▸ **任务说明 A**
请找出下方记录中所有含有“below”这个词的行,并把这些行逐一照抄出来。

▸ **展示文本**
* * * * * * * * *

几年前,撤村并村后,周边的8个村子合在了一起,以前的村民委员会变成了村民小组,村里今年换届选举,新当选的村委会副主任和村民小组组长新官上任三把火,旧事重提,再一次把修建村民小组活动室的事提上了本届班子的工作日程。几天前,村子里召开村民代表会议,就村民小组活动室修建事宜进行协商,我作为书记员参加了会议,会上就村民活动室选址和新农村建设的有关事项进行了充分的沟通协商,市镇两级有关部门也给予了充分的支持,基本达成了统一意见。当天晚上散会后回家,六岁的儿子在电梯里问我为啥要修新农村,我给孩子解释说为了能有个家啊,儿子又说我们不是有家么,我又解释到城里的这个是家,村里修建的是根,是让我们知道从哪里来的一个地方,是真正的家。儿子再说根是啥?我再解释,根就是一个人来的地方,爸爸出生在那个地方,是吃着那个地方的食物喝着那个地方的水长大的,对爸爸来说,爸爸的根在村里,爷爷奶奶的前半生都留在了那个地方,家里的祖辈们都埋在那个地方,那个地方就是家,不论我们住在哪儿走到哪儿,根不会动,始终还在村子里。儿子似懂非懂的说,我的老奶奶就埋在那个地方,老奶奶就是我们的根,我笑着说对,你的根也在村子里,在黄土地里,我们所有人的根都在土里,土地给予了我们一切,吃的喝的用的都来源于土地,所以我们要感谢土地,你的名字里有个“ 植 ”字,希望你能把自己的根“植”在土里,不忘来路,勇往直前。

* * * * * * * * *

(提取的数据条目)

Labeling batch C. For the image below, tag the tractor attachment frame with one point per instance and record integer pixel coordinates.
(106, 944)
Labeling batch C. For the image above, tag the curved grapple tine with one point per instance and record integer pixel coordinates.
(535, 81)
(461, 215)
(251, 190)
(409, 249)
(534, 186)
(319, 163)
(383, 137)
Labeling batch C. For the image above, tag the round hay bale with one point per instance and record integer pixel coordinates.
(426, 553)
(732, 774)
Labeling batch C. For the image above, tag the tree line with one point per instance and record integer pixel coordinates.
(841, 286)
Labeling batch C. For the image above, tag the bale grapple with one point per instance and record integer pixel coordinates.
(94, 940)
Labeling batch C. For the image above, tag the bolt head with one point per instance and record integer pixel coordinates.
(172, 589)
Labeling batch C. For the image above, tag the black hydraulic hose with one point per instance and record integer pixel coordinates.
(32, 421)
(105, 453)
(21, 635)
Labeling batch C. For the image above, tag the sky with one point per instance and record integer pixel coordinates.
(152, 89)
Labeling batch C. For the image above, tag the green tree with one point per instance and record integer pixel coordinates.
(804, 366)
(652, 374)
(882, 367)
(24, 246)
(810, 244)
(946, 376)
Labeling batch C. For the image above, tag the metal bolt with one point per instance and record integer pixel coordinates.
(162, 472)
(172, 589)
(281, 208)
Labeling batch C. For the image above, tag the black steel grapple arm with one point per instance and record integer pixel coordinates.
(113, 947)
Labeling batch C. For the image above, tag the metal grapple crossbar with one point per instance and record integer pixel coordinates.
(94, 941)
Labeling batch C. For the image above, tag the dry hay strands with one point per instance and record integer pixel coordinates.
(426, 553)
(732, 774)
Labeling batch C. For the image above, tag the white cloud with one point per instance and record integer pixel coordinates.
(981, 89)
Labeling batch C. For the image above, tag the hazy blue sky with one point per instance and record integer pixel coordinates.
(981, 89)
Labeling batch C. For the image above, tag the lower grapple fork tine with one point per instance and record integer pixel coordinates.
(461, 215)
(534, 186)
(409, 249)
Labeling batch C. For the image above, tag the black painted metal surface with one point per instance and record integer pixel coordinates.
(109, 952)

* * * * * * * * *

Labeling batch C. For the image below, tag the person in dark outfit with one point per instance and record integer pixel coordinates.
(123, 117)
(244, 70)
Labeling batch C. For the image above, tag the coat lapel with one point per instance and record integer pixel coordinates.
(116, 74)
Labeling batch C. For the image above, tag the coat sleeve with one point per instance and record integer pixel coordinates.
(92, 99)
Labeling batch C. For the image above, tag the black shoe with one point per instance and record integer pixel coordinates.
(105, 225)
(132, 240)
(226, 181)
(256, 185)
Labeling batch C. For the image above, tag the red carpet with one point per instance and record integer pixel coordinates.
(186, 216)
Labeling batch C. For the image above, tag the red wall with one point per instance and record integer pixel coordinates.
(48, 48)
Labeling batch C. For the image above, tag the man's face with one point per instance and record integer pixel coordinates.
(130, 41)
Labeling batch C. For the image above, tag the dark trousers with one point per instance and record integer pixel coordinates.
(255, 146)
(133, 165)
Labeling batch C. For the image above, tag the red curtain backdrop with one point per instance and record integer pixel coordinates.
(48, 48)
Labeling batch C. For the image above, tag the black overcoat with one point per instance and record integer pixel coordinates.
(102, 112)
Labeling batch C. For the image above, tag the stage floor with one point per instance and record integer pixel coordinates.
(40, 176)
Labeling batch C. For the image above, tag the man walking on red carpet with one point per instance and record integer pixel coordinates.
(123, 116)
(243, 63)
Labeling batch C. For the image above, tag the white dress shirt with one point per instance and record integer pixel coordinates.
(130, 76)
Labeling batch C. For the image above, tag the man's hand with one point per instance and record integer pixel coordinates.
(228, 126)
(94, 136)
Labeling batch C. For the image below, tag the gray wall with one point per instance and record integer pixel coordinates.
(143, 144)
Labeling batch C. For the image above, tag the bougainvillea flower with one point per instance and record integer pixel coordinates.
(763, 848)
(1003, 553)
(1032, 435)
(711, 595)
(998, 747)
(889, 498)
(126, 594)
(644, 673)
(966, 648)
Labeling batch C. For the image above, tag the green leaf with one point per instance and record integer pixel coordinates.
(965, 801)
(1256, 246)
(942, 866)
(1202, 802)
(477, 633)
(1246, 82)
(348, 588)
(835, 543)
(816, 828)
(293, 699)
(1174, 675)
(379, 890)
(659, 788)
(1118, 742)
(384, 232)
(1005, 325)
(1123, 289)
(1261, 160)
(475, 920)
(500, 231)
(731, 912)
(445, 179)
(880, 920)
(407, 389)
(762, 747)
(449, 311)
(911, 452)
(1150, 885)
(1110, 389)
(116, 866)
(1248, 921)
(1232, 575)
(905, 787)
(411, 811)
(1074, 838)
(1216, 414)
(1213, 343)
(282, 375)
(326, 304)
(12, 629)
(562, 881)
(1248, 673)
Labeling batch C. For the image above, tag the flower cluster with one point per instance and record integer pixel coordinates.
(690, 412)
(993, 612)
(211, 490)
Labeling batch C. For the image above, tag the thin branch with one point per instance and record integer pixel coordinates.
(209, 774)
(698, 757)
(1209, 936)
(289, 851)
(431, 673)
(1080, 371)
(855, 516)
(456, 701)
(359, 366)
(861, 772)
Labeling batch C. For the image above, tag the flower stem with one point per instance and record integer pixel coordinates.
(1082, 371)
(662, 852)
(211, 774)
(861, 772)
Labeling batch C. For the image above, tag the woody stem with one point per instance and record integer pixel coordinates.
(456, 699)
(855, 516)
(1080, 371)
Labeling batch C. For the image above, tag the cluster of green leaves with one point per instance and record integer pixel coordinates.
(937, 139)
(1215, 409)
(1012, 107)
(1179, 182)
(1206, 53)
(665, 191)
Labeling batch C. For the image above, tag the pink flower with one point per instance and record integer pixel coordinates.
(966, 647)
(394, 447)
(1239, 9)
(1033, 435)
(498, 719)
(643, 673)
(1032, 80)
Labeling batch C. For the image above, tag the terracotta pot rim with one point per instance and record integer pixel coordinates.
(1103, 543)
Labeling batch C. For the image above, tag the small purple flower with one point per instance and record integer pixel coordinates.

* * * * * * * * *

▸ **任务说明 B**
在上面这篇讲述修建村民小组活动室和“根”的短文里,儿子的名字中有哪个字?

▸ **参考答案 A**
Labeling batch C. For the image below, tag the tractor attachment frame with one point per instance and record integer pixel coordinates.
Labeling batch C. For the image below, tag the person in dark outfit with one point per instance and record integer pixel coordinates.
Labeling batch C. For the image below, tag the gray wall with one point per instance and record integer pixel coordinates.

▸ **参考答案 B**
儿子的名字里有个“植”字。